-- start of Given data --

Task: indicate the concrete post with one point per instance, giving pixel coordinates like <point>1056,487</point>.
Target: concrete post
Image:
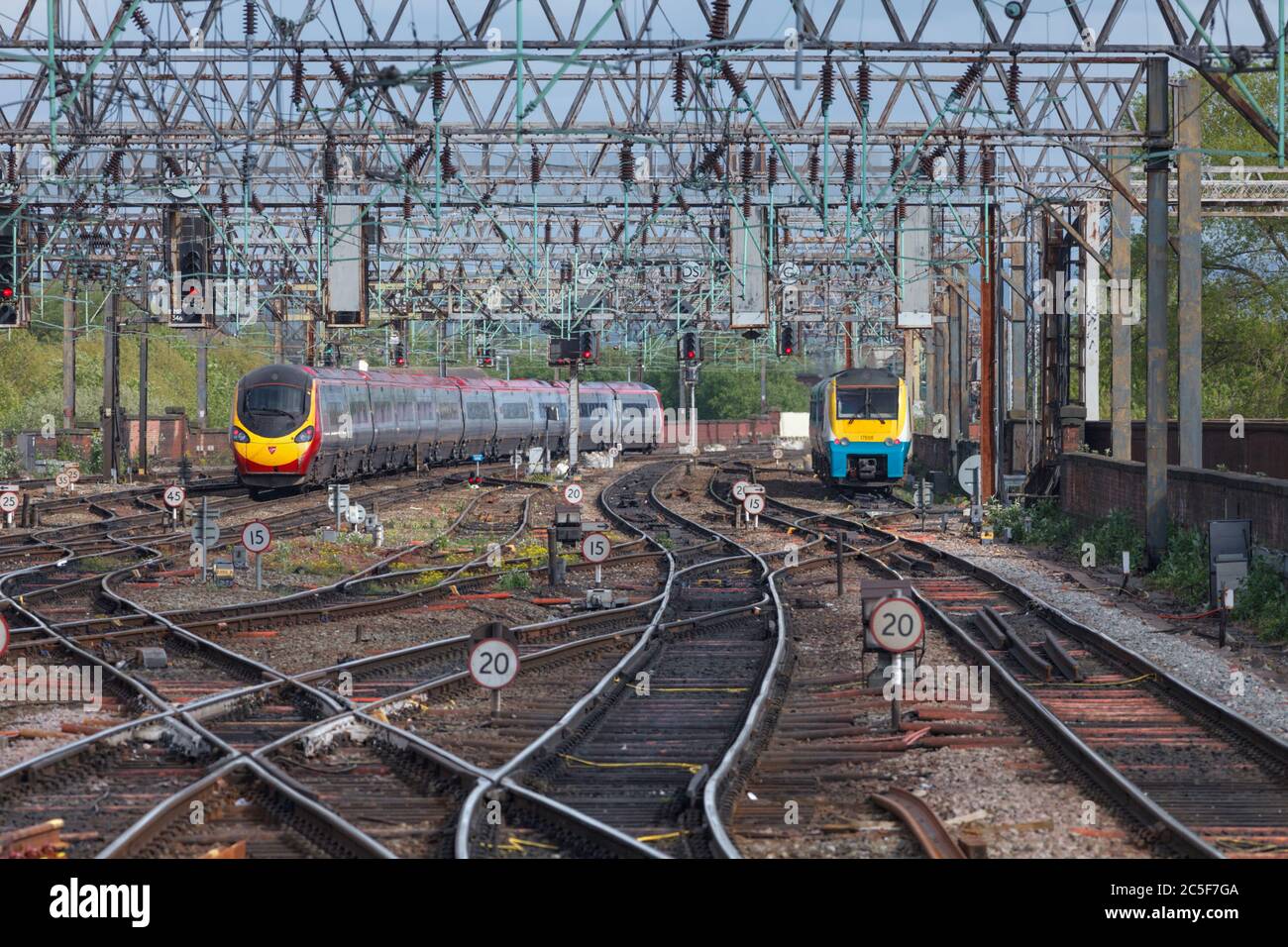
<point>1189,211</point>
<point>69,347</point>
<point>1121,321</point>
<point>1157,262</point>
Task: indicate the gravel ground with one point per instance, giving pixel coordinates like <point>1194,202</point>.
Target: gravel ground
<point>51,718</point>
<point>1193,660</point>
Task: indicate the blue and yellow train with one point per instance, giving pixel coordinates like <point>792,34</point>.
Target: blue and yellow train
<point>861,428</point>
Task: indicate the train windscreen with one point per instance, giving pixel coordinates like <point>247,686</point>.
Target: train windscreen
<point>273,410</point>
<point>867,403</point>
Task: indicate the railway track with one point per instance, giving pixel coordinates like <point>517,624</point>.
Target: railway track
<point>1196,776</point>
<point>647,750</point>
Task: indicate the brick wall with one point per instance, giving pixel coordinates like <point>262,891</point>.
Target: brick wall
<point>1093,486</point>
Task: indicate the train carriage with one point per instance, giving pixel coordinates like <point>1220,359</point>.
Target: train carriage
<point>297,424</point>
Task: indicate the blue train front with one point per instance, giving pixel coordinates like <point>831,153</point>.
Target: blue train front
<point>861,428</point>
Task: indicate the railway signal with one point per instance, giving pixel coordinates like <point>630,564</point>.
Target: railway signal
<point>11,277</point>
<point>690,352</point>
<point>786,341</point>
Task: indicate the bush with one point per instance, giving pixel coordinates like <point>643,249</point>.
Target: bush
<point>1184,571</point>
<point>1263,600</point>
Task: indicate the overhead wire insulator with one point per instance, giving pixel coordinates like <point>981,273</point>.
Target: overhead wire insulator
<point>446,162</point>
<point>1013,85</point>
<point>987,165</point>
<point>438,84</point>
<point>733,80</point>
<point>965,84</point>
<point>416,158</point>
<point>626,163</point>
<point>297,77</point>
<point>339,71</point>
<point>827,82</point>
<point>719,21</point>
<point>330,166</point>
<point>864,88</point>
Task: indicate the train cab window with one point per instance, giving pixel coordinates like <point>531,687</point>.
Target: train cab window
<point>273,410</point>
<point>867,403</point>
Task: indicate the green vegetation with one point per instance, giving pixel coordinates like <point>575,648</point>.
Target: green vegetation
<point>1262,603</point>
<point>31,363</point>
<point>514,581</point>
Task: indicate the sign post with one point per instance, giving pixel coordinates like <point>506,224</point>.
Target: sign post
<point>257,538</point>
<point>9,502</point>
<point>596,548</point>
<point>174,497</point>
<point>493,664</point>
<point>897,625</point>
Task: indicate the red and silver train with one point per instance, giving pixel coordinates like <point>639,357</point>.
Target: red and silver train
<point>297,424</point>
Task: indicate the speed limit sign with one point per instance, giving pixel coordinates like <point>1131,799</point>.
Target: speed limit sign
<point>595,547</point>
<point>493,663</point>
<point>897,624</point>
<point>257,538</point>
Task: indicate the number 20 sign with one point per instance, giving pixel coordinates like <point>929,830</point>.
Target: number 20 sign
<point>897,624</point>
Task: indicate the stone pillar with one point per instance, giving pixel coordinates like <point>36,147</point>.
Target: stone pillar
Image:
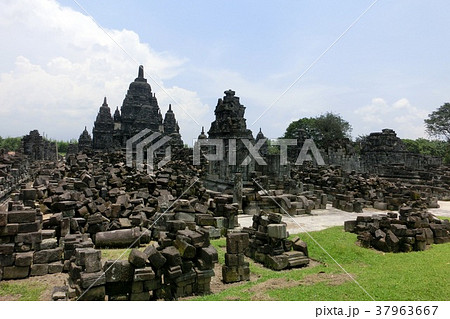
<point>237,192</point>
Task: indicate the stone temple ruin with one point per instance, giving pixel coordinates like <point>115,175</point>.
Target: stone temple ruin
<point>56,215</point>
<point>139,111</point>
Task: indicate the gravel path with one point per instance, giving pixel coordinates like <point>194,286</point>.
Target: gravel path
<point>324,218</point>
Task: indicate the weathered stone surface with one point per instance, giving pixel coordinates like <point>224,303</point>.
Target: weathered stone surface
<point>137,258</point>
<point>186,250</point>
<point>276,262</point>
<point>237,242</point>
<point>6,260</point>
<point>172,256</point>
<point>55,267</point>
<point>24,259</point>
<point>119,238</point>
<point>15,272</point>
<point>93,294</point>
<point>156,259</point>
<point>92,279</point>
<point>209,255</point>
<point>49,243</point>
<point>300,245</point>
<point>6,249</point>
<point>21,217</point>
<point>89,259</point>
<point>277,231</point>
<point>39,269</point>
<point>47,256</point>
<point>3,219</point>
<point>144,274</point>
<point>118,271</point>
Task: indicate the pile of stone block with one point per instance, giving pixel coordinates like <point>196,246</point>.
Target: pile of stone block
<point>70,243</point>
<point>180,265</point>
<point>13,172</point>
<point>236,268</point>
<point>413,230</point>
<point>25,249</point>
<point>86,275</point>
<point>269,245</point>
<point>131,237</point>
<point>189,260</point>
<point>351,191</point>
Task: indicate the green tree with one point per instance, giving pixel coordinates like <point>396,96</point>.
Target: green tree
<point>438,122</point>
<point>326,130</point>
<point>10,143</point>
<point>429,147</point>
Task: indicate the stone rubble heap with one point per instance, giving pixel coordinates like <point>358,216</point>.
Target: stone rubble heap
<point>13,172</point>
<point>181,264</point>
<point>236,268</point>
<point>26,249</point>
<point>413,230</point>
<point>353,191</point>
<point>269,244</point>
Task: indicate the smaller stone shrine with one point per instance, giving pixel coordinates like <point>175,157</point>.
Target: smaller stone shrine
<point>139,111</point>
<point>38,148</point>
<point>85,141</point>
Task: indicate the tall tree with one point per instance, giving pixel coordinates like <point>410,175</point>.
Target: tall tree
<point>325,130</point>
<point>438,122</point>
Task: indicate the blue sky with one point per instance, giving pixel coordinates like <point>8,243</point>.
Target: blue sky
<point>390,70</point>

-- end of Given data --

→ **Required task**:
Print again, without any change, the records from the line containing "Task: indicate the train carriage" through the line containing "<point>1263,600</point>", with both of those lines included.

→ **Task solution**:
Task: indicate the train carriage with one point per instance, giving pixel coordinates like <point>1220,359</point>.
Target: train carriage
<point>297,424</point>
Task: indicate the blue train front with one point per instance, giving pixel coordinates like <point>831,153</point>.
Target: blue train front
<point>861,428</point>
Task: indicate the railway signal with one point per instance, giving pixel coordinates like <point>630,564</point>.
Target: railway signal
<point>11,277</point>
<point>690,352</point>
<point>786,341</point>
Task: indicate the bush with one point per instance, giving pixel coordinates like <point>643,249</point>.
Target: bush
<point>1184,571</point>
<point>1263,600</point>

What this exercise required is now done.